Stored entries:
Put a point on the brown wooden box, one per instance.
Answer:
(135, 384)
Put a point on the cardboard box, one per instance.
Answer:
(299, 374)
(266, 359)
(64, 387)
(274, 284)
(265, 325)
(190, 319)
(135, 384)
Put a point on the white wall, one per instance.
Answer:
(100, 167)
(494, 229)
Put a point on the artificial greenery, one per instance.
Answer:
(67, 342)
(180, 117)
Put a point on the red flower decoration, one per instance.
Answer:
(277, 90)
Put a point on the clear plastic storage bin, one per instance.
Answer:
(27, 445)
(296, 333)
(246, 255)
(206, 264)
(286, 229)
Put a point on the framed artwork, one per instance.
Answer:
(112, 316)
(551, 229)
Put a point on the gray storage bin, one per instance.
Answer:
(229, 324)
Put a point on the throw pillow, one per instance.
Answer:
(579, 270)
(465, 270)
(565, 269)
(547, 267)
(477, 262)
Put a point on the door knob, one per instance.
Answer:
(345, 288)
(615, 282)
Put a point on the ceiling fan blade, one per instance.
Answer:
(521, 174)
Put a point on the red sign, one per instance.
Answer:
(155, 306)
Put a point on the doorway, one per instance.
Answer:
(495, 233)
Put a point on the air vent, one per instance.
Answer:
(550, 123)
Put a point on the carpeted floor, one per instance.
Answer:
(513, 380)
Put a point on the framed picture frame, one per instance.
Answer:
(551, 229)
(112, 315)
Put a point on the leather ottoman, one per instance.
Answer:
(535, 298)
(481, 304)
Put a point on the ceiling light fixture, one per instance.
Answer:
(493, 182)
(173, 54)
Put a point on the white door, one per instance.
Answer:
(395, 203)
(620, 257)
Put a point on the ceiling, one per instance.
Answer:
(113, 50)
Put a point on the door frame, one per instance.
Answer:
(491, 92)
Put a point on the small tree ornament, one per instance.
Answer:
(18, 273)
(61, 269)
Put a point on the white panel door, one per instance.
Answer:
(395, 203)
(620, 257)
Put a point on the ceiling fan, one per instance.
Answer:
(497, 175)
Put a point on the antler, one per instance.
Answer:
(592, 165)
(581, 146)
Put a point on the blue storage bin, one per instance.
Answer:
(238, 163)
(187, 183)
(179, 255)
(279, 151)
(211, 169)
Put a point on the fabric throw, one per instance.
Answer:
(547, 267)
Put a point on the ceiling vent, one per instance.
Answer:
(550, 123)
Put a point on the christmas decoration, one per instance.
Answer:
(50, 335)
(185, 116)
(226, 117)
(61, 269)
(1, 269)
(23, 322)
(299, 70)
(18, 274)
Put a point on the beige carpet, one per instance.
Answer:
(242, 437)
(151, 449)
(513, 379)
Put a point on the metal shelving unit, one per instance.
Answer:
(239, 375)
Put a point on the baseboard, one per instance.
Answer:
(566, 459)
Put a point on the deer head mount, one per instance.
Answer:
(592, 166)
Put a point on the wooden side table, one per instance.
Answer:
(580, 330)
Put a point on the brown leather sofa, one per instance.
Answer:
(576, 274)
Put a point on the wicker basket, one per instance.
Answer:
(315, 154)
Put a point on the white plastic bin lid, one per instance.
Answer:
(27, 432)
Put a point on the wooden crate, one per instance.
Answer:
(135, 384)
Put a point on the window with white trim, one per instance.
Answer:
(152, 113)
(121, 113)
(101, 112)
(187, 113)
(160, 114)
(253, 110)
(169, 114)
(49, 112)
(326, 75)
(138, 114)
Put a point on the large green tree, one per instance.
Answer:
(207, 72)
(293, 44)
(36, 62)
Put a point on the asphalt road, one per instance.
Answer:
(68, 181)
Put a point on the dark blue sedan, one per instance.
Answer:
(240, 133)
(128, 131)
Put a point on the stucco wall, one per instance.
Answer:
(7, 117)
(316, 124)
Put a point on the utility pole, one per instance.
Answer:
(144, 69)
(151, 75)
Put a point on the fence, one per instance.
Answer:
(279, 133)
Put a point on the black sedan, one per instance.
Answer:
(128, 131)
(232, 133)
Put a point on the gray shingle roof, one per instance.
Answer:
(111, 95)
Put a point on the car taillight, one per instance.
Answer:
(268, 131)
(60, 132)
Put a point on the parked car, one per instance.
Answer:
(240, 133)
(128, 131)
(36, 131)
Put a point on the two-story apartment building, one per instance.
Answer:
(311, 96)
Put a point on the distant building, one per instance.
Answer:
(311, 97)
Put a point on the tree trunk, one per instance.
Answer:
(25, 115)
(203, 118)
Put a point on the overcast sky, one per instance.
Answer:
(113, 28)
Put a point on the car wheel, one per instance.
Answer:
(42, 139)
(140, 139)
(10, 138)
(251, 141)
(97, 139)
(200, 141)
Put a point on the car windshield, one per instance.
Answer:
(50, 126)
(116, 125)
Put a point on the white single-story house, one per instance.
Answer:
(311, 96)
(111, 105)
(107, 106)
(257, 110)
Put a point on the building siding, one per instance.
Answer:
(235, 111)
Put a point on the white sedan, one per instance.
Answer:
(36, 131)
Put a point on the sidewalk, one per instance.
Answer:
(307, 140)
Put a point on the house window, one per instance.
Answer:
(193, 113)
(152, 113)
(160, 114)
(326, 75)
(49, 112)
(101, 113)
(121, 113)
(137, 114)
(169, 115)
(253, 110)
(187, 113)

WHAT IS NEEDED:
Output each of the records exactly as it stands above.

TASK OUTPUT:
Put a point on the brown wooden box, one per instance.
Answer:
(135, 384)
Put a point on the cardboard box, one per instance.
Answer:
(299, 374)
(266, 359)
(64, 387)
(274, 284)
(265, 325)
(190, 319)
(135, 384)
Put a point on the white wall, one per instance.
Answer:
(100, 167)
(494, 229)
Put a point on the artificial greenery, one per instance.
Answer:
(67, 342)
(180, 117)
Put a point on the red flower decoration, one per instance.
Answer:
(277, 90)
Put a point on the clear plastic storage bin, one per instance.
Answer:
(27, 445)
(296, 333)
(246, 255)
(206, 264)
(286, 229)
Put a point on the framed artwork, one per instance.
Answer:
(112, 316)
(551, 229)
Put a point on the gray storage bin, one per instance.
Answer:
(229, 324)
Put a point on the throw pillow, one per instance.
Answer:
(579, 270)
(465, 270)
(565, 269)
(547, 267)
(477, 262)
Put a point on the door knob, one per instance.
Answer:
(345, 288)
(615, 282)
Put a point on the ceiling fan blade, one per instance.
Answer:
(521, 174)
Put a point on the red sign, one per instance.
Answer:
(155, 306)
Put a point on the doorway, one per instance.
Answer:
(495, 233)
Put a point on the air vent, one per instance.
Answer:
(550, 123)
Put a point on the carpeted floor, one per instance.
Answer:
(513, 380)
Put a point on the framed picture frame, one per instance.
Answer:
(551, 229)
(112, 315)
Put a point on the leather ottoman, one per instance.
Answer:
(535, 298)
(481, 304)
Put a point on the ceiling light fixture, one per instance.
Answer:
(493, 182)
(173, 54)
Put a point on the white door, one per instance.
Answer:
(395, 203)
(620, 257)
Put a point on the ceiling, one per instance.
Answer:
(113, 50)
Put a point on the door frame, one per instance.
Answer:
(491, 92)
Put a point on the small tree ornament, one per instance.
Answer:
(18, 273)
(61, 269)
Put a point on the white panel door, one per instance.
Answer:
(395, 203)
(620, 257)
Put a point on the ceiling fan, one per instance.
Answer:
(497, 175)
Put a point on the antler, one per instance.
Answer:
(592, 165)
(581, 146)
Put a point on the blue storage bin, one per instance.
Answer:
(238, 163)
(187, 183)
(179, 255)
(279, 151)
(211, 169)
Put a point on the fabric throw, one per instance.
Answer:
(547, 267)
Put a point on the ceiling vent, one per instance.
Answer:
(550, 123)
Put a point on the christmas decoration, one per instance.
Answer:
(50, 335)
(185, 116)
(226, 117)
(61, 269)
(1, 269)
(23, 322)
(299, 70)
(18, 274)
Put a point on the beige carpet, one per instance.
Answer:
(242, 437)
(151, 449)
(513, 379)
Put a point on the metal shelving unit, one per instance.
Answer:
(239, 375)
Put a point on the baseboard, one per instance.
Answer:
(566, 459)
Put a point on the deer head mount, one per instance.
Answer:
(592, 166)
Put a point on the wooden side table, one per instance.
Answer:
(580, 330)
Put a point on the brown leather sofa, one per instance.
Answer:
(576, 274)
Put a point on the wicker basket, one per instance.
Answer:
(315, 154)
Put a point on the white plastic bin lid, one per instance.
Answer:
(27, 432)
Put a point on the wooden crate, one per instance.
Answer:
(135, 384)
Put a point on the window with white trim, one per instance.
Answer:
(152, 113)
(121, 113)
(101, 112)
(187, 113)
(160, 114)
(253, 110)
(169, 114)
(49, 112)
(326, 75)
(138, 114)
Put a point on the large green tree, one per instance.
Answer:
(207, 72)
(293, 44)
(36, 62)
Put a point on the asphalt road, one per instance.
Answer:
(68, 181)
Put a point on the dark blue sedan, one per instance.
Answer:
(240, 133)
(128, 131)
Put a point on the stucco wall, one per instance.
Answer:
(7, 117)
(316, 124)
Put a point on the utility pole, one per instance.
Answer:
(144, 69)
(151, 75)
Put a point on the fence, one per instance.
Answer:
(279, 133)
Put a point on the black sedan, one per instance.
Answer:
(128, 131)
(232, 133)
Put a point on the gray shingle roof, one per instance.
Answer:
(111, 95)
Put a point on the car taillight, one per instance.
Answer:
(268, 131)
(60, 132)
Put a point on the parked car, one per instance.
Answer:
(240, 133)
(128, 131)
(36, 131)
Put a point on the two-story apartment building, one per instance.
Answer:
(311, 96)
Put a point on the distant building, one per instance.
Answer:
(311, 97)
Put a point on the tree trunk, one per instance.
Answer:
(25, 115)
(203, 118)
Put a point on the overcast sky, one per instance.
Answer:
(113, 28)
Put a point on the car wheel, one per instance.
Answer:
(42, 139)
(140, 139)
(10, 138)
(251, 141)
(97, 139)
(200, 141)
Put a point on the car windshield, one per instance.
Answer:
(50, 126)
(116, 125)
Put a point on the white single-story house, one per instance.
Answer:
(311, 96)
(111, 105)
(107, 106)
(257, 110)
Put a point on the building siding, one per instance.
Answer:
(235, 111)
Put a point on the white sedan, one per instance.
Answer:
(36, 131)
Put a point on the sidewalk, one per instance.
Answer:
(307, 140)
Put a point on the house window, one per instance.
Answer:
(193, 113)
(152, 113)
(160, 114)
(326, 75)
(49, 112)
(101, 113)
(121, 113)
(137, 114)
(169, 115)
(253, 110)
(187, 113)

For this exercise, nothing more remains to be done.